Print all of the data below exactly as it appears, leaving out every image.

►

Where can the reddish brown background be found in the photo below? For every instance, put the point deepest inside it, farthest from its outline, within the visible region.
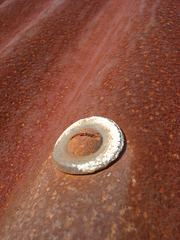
(61, 61)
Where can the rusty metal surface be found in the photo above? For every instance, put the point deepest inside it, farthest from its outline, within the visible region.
(61, 61)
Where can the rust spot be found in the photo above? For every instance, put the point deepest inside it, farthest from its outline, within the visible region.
(85, 142)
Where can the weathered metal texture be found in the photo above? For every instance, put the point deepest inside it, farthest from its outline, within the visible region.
(66, 60)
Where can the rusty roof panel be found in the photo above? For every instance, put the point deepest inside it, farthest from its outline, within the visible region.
(62, 61)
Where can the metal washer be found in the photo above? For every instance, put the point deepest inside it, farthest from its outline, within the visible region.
(113, 143)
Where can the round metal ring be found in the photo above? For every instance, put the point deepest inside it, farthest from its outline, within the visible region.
(112, 145)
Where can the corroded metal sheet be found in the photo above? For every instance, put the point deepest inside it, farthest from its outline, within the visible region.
(61, 61)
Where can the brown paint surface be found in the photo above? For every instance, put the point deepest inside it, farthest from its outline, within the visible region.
(61, 61)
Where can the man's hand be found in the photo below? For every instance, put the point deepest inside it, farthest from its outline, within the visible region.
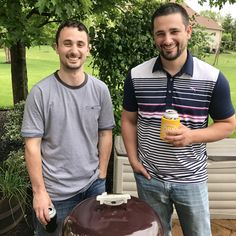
(180, 137)
(41, 203)
(139, 168)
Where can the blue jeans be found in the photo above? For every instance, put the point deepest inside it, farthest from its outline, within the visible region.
(190, 201)
(64, 207)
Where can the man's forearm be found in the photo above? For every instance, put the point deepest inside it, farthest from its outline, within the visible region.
(104, 150)
(216, 131)
(34, 165)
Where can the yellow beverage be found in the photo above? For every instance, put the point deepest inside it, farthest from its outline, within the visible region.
(169, 121)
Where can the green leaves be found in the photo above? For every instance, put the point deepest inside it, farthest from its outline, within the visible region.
(122, 42)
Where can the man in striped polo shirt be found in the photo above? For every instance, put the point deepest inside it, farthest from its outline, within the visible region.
(174, 171)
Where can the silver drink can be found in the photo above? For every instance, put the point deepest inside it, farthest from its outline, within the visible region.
(52, 224)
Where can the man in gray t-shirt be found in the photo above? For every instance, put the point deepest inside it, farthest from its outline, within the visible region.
(67, 127)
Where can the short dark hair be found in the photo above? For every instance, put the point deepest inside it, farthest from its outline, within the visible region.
(71, 23)
(170, 8)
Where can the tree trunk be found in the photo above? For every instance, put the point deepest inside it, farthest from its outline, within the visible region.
(19, 72)
(7, 55)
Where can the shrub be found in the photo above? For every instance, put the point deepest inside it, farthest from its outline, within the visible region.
(11, 137)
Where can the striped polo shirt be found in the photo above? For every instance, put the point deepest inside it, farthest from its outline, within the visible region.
(197, 91)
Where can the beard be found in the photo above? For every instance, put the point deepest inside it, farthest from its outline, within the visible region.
(68, 64)
(171, 56)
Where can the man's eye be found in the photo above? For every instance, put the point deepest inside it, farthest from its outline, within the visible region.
(67, 44)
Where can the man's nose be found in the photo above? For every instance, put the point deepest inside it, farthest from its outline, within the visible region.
(168, 39)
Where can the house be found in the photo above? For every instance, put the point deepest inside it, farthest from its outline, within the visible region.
(212, 28)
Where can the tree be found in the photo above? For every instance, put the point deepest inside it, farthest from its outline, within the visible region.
(123, 40)
(212, 15)
(23, 21)
(217, 3)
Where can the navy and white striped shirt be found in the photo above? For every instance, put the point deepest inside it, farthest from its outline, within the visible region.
(197, 91)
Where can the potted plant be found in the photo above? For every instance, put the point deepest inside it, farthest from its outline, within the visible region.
(14, 180)
(14, 186)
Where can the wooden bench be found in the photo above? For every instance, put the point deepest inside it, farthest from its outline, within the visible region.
(221, 170)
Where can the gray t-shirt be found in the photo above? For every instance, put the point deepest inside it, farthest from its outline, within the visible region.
(68, 120)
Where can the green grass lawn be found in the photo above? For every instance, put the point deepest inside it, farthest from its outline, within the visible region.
(41, 62)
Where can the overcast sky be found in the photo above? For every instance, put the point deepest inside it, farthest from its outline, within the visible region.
(227, 9)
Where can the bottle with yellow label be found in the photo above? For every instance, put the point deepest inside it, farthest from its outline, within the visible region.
(169, 121)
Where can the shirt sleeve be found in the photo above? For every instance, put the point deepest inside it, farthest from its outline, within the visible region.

◄

ANSWER TO THIS PROBLEM:
Where can the reddish brown background be found in the photo below? For every instance, put the point deepest inside it, farthest from its outline, within the visible region.
(61, 61)
Where can the rusty metal surface be found in the photo above? For every instance, put the point deepest inside it, farthest from its outline, within the visible region.
(61, 61)
Where can the rust spot be found in the photo above? For every instance, put the point deepest inside it, farthest from its outline, within the visible region.
(85, 142)
Where can the weathered metal texture be found in the photo above? For every instance, put the point deepest inside it, farthest from its outline, within the visible region.
(66, 60)
Where can the rusty roof panel be found in the photo above? For every instance, put the point deepest inside it, farthest from its outline, within the visible region.
(62, 61)
Where can the metal washer be found in the photo above? For every instance, put the point deepest inside it, farthest from its outline, within the visible region.
(113, 143)
Where can the round metal ring be found in the photo above? For every instance, put the point deepest inside it, farthest from its outline, within the visible region.
(112, 145)
Where can the corroded metal sheet be found in the photo above? For every instance, put the point deepest inside it, farthest from its outline, within the visible region.
(61, 61)
Where can the brown paint surface be found in the photo above? For every instance, put the point deepest inside it, farthest from its outline, within the visible region.
(61, 61)
Where can the man's hand be found in the photo below? For every instance, put the point deepest inside it, farthest from its outline, within the visible region.
(180, 137)
(41, 203)
(139, 168)
Where can the blue jeans be found in the photo above? For every instance, put the point deepest inside it, farthest from its outline, within the visible region.
(190, 201)
(64, 207)
Where can the man's forearm be found in the photo above? For every instance, put the point deepest inside it, farthest from its outline, within the visible region.
(104, 150)
(216, 131)
(34, 165)
Where can the yellow beverage be found in the photo above? For every instance, put the point deepest inside it, farthest from its outline, within the visible region.
(169, 121)
Where can the green leaves be found in the photo above? For every instance, put the point deepest inside it, farthest from its outline, within the visible region.
(122, 42)
Where can the man in striped polo shirt be found in the photo above? For every instance, put the point deepest inside it, farthest from its outline, within the visible region.
(174, 171)
Where can the silver drink can be found in the photo above? For every instance, put the point deepest inside it, farthest from its outline, within the visible region.
(52, 224)
Where can the man in gray t-shirt be found in the photo above? For every instance, put the point deepest inside it, farthest from its outline, within the visible region.
(67, 127)
Where can the short dark hair be found in the photo above? For every instance, put the point deepest inside it, farthest from its outline, within the visible region.
(71, 23)
(170, 8)
Where can the tree trunk be found in the photo above? For every instance, put the point deepest inside it, farthest from its outline, within the visible region.
(19, 72)
(7, 55)
Where can the shrub be found in the photo above? For every instance, put the point deepest inside it, farthest from its outline, within the visible region.
(11, 137)
Where can the striped polo shirt be found in the photo above? For every instance, put the point deepest inside it, farthest from its outline, within the visible region.
(197, 91)
Where can the beard be found in the photo above? For every instance, put the point deepest inside it, farthest from its outline, within the visible region.
(68, 64)
(171, 56)
Where can the man's eye be found in the photo above? For every instance, put the point deepest inside it, farthest from its outline, within the visible region.
(67, 44)
Where can the man's nose be found in the photo above? For every instance, put the point deepest inside it, farthest from its outline, within the visible region.
(168, 39)
Where can the house be found in the photo above? For every instance, put the point deepest inside it, farthest from its outline, within the visible region.
(212, 28)
Where can the tree be found in the photo above? For every instance, put the point deepest inside it, farthest from its outline, within the visible region.
(123, 40)
(212, 15)
(23, 21)
(217, 3)
Where can the navy and white striped shirt be found in the photo above? For every instance, put the point deepest inside it, farthest from its outline, within the visible region.
(197, 91)
Where can the potted plant be found in the photo above? For every instance, put the point deepest inside it, farthest from its outline, within the visible region.
(14, 180)
(14, 186)
Where can the wooden bench be found in the photo above? For every instance, put the point deepest inside it, farthest from its outline, within the visible region.
(221, 170)
Where can the gray t-shirt be found in the photo above? For every instance, put the point deepest inside it, farthest from its outline, within the visible region.
(68, 120)
Where can the green grass lawn be found in the photo above? For every instance, put the point deepest inside it, farthest from its outline, within the visible region.
(41, 62)
Where can the overcast sky be found in the photo above? For every instance, put the point deepest inside it, farthest from its outline, within the visible region.
(227, 9)
Where can the bottle with yellow label be found in the photo above? For every instance, put the point deepest inside it, farthest from its outline, within the visible region.
(169, 121)
Where can the shirt sleeve be found in the photo above? For every instance, put the point deepest inside it, farthest from its outline, within the visible region.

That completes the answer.